» **PROBLEM TO SOLVE**
Everything from the line with "trace: child's hand" to the end of the data should be restated word for word, and nothing before it.

>>>

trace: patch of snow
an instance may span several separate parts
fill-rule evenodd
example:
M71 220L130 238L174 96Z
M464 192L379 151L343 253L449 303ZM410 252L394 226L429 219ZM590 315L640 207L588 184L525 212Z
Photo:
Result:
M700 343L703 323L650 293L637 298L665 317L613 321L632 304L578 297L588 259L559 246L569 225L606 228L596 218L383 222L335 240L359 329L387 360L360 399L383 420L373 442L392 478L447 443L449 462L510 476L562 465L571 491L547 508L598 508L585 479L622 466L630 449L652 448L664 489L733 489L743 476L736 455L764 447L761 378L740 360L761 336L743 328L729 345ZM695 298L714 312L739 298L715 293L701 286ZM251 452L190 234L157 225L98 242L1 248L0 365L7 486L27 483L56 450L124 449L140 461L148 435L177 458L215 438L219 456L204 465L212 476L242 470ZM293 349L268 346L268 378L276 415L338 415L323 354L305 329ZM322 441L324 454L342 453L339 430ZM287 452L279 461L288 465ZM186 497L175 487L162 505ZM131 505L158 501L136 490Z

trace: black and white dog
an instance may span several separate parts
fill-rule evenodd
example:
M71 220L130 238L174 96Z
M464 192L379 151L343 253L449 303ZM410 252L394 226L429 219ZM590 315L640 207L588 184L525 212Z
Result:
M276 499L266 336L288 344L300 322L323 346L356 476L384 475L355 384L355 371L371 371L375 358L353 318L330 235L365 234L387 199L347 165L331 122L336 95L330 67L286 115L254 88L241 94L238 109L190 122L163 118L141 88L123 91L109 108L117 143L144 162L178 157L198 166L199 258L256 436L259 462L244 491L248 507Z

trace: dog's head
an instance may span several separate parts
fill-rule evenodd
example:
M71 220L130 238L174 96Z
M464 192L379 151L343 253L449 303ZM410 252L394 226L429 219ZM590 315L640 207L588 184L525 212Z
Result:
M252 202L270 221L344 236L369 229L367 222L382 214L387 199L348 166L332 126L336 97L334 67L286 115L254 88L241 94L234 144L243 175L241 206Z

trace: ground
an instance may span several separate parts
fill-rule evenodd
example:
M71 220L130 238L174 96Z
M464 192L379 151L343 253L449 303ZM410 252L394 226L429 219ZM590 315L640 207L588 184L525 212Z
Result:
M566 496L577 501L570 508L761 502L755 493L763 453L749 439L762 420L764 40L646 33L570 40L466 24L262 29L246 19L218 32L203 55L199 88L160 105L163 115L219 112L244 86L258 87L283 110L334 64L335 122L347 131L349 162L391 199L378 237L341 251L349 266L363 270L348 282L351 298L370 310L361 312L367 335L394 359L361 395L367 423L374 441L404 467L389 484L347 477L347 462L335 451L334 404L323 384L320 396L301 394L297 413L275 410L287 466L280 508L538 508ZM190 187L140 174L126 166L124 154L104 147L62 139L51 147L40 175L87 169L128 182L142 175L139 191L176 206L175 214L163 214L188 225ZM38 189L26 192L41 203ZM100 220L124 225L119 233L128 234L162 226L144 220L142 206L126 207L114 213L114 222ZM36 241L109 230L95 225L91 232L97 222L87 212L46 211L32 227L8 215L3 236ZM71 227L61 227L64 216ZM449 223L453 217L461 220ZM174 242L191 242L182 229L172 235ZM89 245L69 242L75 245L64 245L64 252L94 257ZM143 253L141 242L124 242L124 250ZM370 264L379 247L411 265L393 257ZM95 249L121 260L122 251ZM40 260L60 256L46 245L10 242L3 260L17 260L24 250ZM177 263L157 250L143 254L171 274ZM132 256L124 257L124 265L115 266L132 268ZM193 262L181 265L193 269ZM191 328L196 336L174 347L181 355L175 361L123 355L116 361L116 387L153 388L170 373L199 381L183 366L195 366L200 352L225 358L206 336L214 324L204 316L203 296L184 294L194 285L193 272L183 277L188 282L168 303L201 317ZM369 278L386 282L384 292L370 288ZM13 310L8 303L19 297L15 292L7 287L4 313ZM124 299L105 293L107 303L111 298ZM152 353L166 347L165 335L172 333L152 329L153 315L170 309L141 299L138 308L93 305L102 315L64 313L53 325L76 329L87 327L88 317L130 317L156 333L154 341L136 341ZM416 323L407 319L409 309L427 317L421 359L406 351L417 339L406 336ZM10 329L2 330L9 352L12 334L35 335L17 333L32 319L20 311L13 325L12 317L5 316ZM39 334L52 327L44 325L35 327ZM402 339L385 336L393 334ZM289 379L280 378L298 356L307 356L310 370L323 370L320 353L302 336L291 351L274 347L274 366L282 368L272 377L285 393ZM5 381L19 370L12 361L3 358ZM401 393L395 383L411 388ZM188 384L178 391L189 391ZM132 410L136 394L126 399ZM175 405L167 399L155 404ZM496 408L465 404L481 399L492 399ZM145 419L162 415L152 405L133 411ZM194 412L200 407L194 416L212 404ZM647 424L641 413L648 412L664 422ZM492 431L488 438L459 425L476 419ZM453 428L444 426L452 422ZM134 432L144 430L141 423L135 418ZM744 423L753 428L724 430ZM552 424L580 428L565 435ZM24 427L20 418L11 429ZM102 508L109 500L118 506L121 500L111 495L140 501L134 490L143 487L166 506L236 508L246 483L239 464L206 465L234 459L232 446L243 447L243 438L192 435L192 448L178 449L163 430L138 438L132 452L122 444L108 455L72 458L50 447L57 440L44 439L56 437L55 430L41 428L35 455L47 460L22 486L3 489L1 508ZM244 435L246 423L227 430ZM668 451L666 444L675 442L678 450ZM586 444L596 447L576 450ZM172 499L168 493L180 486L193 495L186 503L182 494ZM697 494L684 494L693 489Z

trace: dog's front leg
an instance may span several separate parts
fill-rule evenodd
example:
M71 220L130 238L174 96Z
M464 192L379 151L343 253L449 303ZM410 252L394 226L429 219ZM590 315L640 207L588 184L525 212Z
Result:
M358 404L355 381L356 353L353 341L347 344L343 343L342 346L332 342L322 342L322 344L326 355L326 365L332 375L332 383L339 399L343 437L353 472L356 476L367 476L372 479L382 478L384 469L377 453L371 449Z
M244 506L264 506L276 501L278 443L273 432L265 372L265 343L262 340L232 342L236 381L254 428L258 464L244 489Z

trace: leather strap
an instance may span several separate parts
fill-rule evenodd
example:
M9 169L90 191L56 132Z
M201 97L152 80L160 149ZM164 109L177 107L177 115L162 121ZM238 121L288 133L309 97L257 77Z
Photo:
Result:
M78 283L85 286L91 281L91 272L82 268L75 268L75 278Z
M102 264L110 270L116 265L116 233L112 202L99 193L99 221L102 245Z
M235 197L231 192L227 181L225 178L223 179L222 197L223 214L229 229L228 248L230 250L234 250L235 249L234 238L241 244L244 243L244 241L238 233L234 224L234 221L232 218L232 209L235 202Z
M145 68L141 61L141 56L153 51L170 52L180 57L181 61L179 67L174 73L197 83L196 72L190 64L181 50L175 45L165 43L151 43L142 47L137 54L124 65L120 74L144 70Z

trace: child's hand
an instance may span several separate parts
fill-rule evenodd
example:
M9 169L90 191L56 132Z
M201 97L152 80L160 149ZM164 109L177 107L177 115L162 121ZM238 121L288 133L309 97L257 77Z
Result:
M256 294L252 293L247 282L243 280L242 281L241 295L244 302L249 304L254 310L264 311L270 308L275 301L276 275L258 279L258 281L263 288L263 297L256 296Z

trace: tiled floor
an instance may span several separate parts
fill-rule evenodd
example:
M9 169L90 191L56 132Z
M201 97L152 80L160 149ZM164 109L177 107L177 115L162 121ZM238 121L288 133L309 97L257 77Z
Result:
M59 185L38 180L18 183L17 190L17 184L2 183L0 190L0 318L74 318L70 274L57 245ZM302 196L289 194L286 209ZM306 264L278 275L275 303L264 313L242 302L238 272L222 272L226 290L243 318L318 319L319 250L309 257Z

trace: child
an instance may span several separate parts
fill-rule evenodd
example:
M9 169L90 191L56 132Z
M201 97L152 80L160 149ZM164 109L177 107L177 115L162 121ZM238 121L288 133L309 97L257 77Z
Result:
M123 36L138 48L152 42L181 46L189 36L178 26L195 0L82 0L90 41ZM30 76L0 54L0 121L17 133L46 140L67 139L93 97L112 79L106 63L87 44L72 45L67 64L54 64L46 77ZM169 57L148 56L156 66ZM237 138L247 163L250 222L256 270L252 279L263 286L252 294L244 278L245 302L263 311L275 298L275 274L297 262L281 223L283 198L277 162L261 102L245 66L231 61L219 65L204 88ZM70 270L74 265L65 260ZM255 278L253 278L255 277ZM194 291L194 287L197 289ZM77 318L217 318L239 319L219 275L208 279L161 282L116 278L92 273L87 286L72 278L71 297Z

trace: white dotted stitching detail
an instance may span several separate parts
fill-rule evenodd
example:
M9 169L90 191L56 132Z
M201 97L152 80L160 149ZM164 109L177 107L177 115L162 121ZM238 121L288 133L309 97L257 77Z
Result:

<<<

» **SOLVED PROBLEM**
trace: child's hand
an instance may span several separate parts
fill-rule evenodd
example:
M9 169L90 191L56 132Z
M201 97L152 80L160 149ZM164 109L177 107L177 115L162 121ZM238 121L288 133L309 97L257 77Z
Result:
M256 294L252 293L247 282L243 280L242 281L241 295L244 302L249 304L254 310L264 311L270 308L275 301L276 275L258 279L258 281L263 288L263 297L256 296Z

trace: tiled floor
an instance may span several separate parts
fill-rule evenodd
example:
M9 169L90 191L56 132Z
M201 97L152 80L160 149ZM164 109L177 107L177 115L162 121ZM238 121L288 133L309 97L257 77Z
Result:
M59 185L38 180L18 183L17 190L17 184L2 183L0 190L0 318L74 318L70 274L57 245ZM302 196L289 194L286 209ZM306 264L278 275L275 303L264 313L242 302L238 272L222 272L226 290L243 318L318 319L319 250L309 257Z

trace: child
an instance may span several separate parts
fill-rule evenodd
example:
M9 169L90 191L56 132Z
M201 97L152 80L160 149ZM164 109L177 107L177 115L162 121ZM238 121L288 133L309 97L257 77Z
Result:
M123 36L138 48L152 42L181 46L189 36L178 26L195 0L82 0L90 41ZM30 76L0 54L0 121L17 133L46 140L67 139L93 97L112 79L106 63L87 44L72 45L67 64L54 64L46 77ZM169 57L148 56L156 66ZM237 138L247 163L250 222L256 270L252 279L263 286L252 294L244 278L245 302L263 311L275 298L275 274L297 262L281 223L283 198L277 162L261 102L245 66L231 61L219 65L204 88ZM70 270L74 265L65 260ZM255 278L253 278L255 277ZM194 291L194 287L197 289ZM77 318L217 318L239 319L219 275L208 279L161 282L116 278L92 273L87 286L72 278L71 297Z

trace: white dotted stitching detail
an instance may span several separate parts
fill-rule evenodd
example:
M9 169L90 191L56 132Z
M201 97L152 80L160 149ZM164 109L177 107L177 115L162 121ZM238 121L288 133L309 97L257 77Z
Result:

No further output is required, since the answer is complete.